§ **GIVEN INSTRUCTION**:
Return each line from the items below that contains the word "stone".

§ **INPUT ROWS**:
##############################

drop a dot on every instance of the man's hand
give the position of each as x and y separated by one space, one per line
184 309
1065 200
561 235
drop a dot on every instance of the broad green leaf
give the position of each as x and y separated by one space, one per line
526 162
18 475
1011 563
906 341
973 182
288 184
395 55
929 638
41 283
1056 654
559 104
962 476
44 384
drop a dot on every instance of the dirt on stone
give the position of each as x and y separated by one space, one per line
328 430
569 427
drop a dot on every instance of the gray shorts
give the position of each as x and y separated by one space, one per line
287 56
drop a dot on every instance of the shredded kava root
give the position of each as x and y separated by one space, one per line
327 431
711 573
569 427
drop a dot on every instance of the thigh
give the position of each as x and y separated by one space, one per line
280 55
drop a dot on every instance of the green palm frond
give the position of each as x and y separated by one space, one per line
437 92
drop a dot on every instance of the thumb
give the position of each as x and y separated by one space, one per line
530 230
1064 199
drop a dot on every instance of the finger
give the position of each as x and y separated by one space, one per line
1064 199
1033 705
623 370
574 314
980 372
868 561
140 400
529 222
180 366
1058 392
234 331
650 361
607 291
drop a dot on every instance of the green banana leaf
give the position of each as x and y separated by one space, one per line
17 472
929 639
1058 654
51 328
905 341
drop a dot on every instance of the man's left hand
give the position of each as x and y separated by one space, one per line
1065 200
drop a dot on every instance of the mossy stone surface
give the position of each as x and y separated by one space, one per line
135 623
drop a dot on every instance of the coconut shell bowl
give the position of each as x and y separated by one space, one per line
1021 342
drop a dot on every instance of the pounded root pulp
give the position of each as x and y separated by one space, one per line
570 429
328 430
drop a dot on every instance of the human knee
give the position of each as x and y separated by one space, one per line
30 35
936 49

##############################

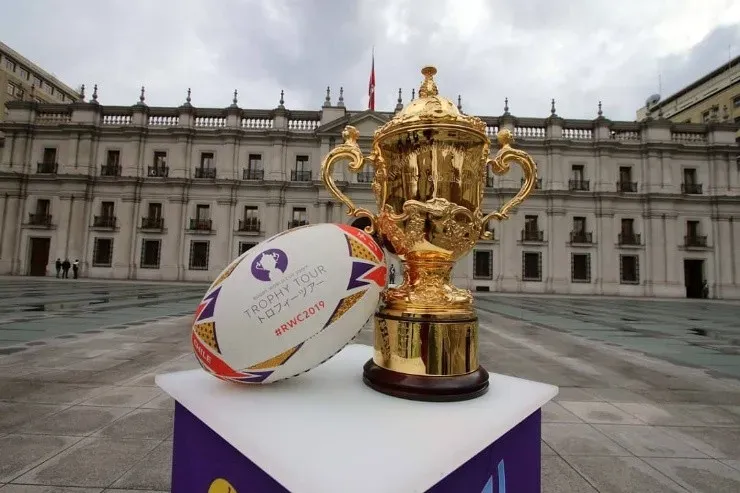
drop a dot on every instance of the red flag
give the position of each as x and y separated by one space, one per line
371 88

##############################

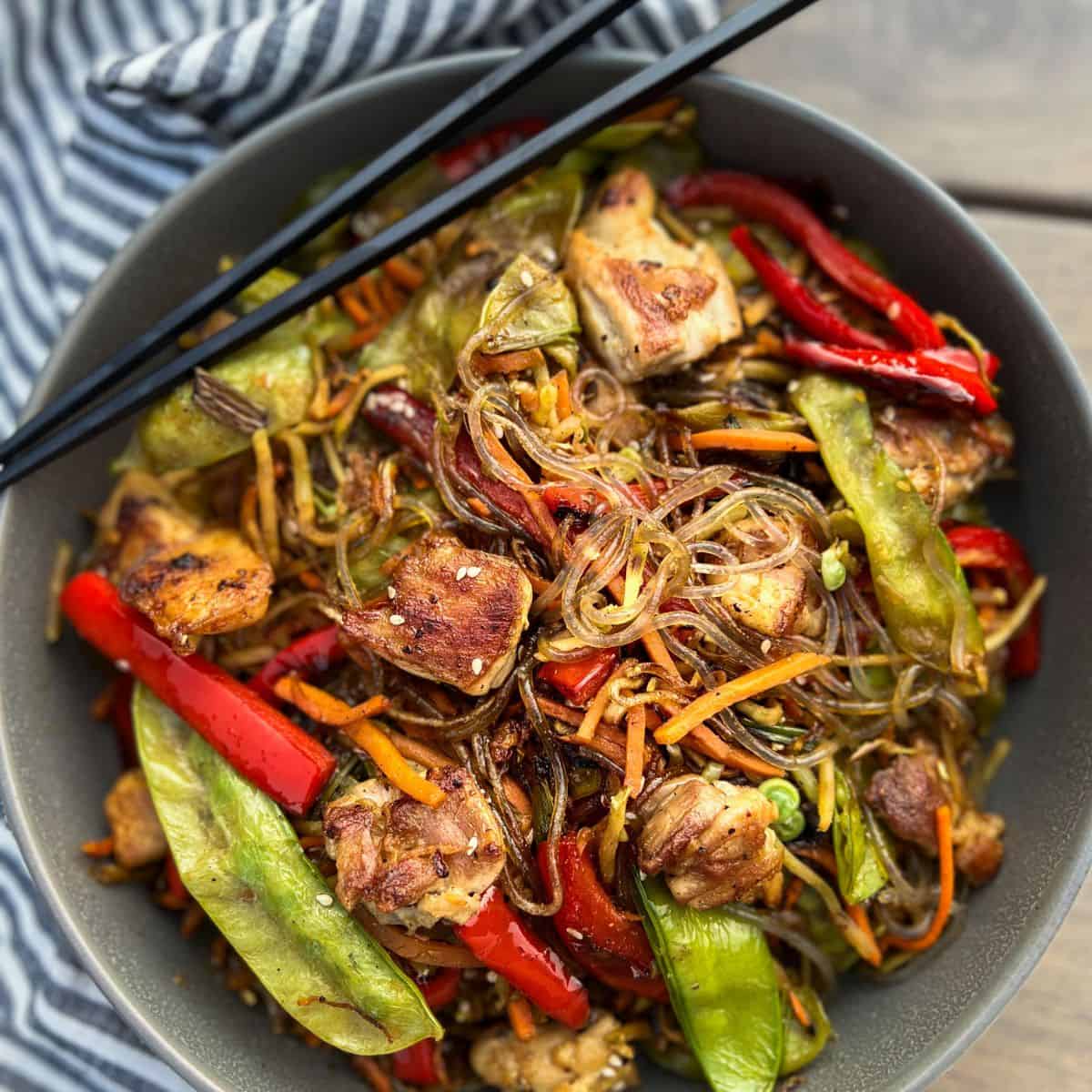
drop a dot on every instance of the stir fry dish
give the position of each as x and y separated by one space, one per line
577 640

##############################

§ **FULL SOLUTION**:
drop a dot on every instance of the dirt on stone
drop a dot on every instance of the mossy stone surface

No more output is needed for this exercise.